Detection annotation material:

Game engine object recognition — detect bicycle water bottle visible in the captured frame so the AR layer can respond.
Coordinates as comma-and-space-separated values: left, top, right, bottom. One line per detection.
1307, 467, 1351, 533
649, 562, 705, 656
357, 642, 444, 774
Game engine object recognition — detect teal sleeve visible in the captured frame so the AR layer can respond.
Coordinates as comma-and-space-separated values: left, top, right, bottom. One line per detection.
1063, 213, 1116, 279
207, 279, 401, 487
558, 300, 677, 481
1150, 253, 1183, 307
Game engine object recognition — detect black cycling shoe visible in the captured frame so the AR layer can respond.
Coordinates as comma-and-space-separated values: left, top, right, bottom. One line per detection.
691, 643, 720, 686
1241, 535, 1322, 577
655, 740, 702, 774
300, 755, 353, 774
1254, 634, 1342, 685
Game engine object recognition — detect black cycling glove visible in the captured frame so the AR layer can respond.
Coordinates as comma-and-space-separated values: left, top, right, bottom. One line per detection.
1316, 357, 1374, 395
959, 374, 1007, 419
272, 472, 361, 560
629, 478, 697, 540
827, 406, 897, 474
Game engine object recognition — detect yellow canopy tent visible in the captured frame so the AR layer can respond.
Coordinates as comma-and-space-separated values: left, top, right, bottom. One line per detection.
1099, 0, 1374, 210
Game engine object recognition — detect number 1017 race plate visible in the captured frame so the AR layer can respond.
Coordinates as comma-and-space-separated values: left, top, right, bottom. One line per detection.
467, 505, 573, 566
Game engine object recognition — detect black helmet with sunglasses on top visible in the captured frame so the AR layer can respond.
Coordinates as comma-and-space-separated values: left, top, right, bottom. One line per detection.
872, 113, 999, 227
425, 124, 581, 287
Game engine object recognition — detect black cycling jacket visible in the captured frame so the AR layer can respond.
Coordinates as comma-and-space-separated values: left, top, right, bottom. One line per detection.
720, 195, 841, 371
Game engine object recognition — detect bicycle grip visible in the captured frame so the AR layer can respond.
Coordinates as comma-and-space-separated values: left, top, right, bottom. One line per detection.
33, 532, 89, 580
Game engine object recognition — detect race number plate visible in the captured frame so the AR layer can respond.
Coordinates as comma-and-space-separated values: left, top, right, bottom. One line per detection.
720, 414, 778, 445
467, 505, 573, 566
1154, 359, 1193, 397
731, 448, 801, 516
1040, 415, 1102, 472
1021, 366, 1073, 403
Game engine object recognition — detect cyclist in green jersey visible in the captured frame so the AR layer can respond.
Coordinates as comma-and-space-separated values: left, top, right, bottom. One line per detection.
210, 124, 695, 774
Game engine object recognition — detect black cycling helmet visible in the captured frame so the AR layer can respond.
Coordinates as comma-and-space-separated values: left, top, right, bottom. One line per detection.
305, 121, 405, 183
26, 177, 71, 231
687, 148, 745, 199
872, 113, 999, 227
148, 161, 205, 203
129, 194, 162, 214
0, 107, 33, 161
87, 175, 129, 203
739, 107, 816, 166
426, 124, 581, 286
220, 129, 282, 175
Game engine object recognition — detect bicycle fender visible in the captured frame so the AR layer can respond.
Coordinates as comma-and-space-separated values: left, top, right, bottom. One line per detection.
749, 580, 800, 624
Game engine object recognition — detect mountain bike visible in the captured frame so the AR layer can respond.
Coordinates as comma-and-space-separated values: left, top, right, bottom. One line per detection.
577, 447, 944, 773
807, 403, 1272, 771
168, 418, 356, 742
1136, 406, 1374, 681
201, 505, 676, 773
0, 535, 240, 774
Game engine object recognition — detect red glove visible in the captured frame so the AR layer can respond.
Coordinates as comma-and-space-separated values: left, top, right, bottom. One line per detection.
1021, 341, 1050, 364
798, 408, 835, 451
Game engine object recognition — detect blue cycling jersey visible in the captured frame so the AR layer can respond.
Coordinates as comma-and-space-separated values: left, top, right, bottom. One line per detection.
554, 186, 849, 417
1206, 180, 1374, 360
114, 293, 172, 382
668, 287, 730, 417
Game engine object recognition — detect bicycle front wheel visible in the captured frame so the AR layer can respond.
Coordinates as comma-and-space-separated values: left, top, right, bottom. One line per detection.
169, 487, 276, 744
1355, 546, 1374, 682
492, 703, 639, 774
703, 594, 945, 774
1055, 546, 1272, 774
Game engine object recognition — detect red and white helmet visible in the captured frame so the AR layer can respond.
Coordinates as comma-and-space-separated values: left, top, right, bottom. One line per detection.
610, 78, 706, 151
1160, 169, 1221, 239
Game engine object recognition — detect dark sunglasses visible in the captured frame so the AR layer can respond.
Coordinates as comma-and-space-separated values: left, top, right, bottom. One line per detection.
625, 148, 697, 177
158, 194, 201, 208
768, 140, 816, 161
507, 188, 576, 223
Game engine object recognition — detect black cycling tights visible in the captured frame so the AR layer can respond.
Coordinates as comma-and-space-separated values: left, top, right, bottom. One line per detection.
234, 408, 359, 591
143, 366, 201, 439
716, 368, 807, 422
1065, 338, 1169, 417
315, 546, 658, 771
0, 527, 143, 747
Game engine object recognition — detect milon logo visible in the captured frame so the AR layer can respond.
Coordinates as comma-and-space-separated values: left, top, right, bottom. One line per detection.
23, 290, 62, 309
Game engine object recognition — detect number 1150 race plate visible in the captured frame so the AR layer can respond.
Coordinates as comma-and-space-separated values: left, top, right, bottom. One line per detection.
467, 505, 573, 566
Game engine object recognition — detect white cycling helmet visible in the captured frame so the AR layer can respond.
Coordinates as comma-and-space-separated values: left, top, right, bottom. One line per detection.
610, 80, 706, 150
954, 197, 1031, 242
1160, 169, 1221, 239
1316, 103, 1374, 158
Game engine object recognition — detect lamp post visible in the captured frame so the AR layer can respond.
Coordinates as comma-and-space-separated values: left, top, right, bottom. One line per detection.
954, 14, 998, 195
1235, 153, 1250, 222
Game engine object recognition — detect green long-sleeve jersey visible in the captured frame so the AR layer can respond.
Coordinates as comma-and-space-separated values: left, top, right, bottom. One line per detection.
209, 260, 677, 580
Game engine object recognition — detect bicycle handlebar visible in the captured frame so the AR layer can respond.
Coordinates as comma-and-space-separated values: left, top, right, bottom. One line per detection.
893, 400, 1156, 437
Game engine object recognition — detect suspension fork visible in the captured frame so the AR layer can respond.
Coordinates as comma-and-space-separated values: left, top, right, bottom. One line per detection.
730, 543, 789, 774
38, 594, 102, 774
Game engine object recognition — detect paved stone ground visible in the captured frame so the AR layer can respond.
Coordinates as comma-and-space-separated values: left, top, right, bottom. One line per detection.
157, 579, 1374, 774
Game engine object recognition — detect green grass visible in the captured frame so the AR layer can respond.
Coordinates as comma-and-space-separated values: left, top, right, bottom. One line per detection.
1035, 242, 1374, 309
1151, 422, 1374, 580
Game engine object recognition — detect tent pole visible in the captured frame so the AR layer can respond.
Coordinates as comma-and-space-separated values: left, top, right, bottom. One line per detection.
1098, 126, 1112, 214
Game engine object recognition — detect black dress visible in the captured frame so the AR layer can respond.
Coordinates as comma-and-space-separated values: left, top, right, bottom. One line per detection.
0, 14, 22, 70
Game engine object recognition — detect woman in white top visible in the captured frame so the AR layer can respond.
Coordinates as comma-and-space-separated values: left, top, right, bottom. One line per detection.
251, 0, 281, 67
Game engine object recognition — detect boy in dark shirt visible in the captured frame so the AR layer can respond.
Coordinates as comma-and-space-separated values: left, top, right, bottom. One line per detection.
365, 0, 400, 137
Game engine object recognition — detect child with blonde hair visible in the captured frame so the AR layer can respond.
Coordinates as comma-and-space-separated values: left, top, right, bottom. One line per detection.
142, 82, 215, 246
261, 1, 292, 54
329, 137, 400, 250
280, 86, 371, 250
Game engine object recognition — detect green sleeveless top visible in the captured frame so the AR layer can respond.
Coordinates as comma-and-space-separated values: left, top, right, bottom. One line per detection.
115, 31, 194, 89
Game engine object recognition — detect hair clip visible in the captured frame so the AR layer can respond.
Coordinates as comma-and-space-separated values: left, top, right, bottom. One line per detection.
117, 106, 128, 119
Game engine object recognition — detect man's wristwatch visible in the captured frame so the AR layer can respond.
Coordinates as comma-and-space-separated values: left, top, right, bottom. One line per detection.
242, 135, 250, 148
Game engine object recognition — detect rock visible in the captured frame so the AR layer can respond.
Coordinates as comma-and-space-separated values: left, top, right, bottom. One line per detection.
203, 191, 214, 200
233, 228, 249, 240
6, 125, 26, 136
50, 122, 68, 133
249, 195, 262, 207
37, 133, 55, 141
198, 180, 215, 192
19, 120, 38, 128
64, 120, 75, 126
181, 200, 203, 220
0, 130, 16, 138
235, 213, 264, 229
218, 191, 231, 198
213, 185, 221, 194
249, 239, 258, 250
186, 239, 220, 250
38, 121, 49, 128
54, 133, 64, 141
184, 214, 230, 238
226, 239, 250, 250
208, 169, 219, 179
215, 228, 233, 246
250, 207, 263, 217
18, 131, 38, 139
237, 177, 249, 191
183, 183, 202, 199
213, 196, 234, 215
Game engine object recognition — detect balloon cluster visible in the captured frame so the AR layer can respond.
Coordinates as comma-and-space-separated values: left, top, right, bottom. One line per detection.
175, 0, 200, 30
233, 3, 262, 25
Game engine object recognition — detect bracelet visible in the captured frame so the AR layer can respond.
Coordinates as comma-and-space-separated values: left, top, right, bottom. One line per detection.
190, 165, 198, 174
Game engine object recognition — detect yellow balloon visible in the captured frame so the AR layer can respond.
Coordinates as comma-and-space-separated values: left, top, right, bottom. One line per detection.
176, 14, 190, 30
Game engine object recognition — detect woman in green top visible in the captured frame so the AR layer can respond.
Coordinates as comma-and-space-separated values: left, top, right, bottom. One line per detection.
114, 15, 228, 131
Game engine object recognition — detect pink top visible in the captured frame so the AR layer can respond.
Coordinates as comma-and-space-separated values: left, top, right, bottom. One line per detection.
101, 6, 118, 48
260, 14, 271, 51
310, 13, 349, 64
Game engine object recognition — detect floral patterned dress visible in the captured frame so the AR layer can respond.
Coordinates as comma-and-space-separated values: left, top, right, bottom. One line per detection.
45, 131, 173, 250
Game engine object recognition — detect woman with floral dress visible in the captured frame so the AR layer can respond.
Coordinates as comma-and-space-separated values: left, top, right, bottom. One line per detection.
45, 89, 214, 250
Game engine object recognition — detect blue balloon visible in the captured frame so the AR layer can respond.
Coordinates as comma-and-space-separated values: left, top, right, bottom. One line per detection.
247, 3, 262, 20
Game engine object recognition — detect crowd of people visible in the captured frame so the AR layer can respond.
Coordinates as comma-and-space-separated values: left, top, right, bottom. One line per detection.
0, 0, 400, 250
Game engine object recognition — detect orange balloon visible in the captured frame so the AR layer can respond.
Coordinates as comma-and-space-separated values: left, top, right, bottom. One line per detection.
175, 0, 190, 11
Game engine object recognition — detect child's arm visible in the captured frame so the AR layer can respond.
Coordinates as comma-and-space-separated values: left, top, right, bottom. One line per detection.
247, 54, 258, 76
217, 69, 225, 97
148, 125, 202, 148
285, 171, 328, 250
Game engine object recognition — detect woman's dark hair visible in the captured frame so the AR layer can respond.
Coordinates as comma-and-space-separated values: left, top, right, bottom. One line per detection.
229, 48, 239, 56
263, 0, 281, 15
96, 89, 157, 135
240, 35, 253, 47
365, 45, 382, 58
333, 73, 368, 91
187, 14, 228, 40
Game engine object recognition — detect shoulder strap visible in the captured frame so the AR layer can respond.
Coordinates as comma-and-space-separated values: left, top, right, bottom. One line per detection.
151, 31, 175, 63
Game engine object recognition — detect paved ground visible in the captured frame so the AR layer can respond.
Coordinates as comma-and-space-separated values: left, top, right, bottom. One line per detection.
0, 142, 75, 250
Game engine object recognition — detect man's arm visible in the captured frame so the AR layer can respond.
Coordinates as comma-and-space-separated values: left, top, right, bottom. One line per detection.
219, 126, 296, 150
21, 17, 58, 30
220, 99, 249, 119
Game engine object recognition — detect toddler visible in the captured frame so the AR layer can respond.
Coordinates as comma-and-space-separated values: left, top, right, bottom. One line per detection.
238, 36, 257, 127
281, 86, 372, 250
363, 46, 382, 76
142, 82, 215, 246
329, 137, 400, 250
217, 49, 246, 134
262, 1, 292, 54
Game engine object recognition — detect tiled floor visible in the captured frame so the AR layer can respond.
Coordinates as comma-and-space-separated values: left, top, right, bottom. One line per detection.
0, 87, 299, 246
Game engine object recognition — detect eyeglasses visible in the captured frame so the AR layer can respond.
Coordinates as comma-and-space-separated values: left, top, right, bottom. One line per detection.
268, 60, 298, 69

Problem statement >> Please repeat the material above, starting at its first line and ending at the line that contains "1150, 253, 1183, 307", with both of those lines included.

Exercise answer >>
Game engine object recognition — detect bicycle water bottle visible in the captured frame so the AR layer can respond.
Coordinates as comma-and-space-separated values: left, top, right, bottom. One line per detection.
1307, 467, 1351, 533
649, 562, 705, 656
357, 642, 444, 774
Game engine object recognition — detect teal sleeve visible in the captured frame so the AR layer can respond.
Coordinates as comma-and-space-separated values: left, top, right, bottom. One line per detection.
1063, 213, 1116, 279
207, 279, 401, 487
558, 300, 677, 481
1150, 253, 1183, 307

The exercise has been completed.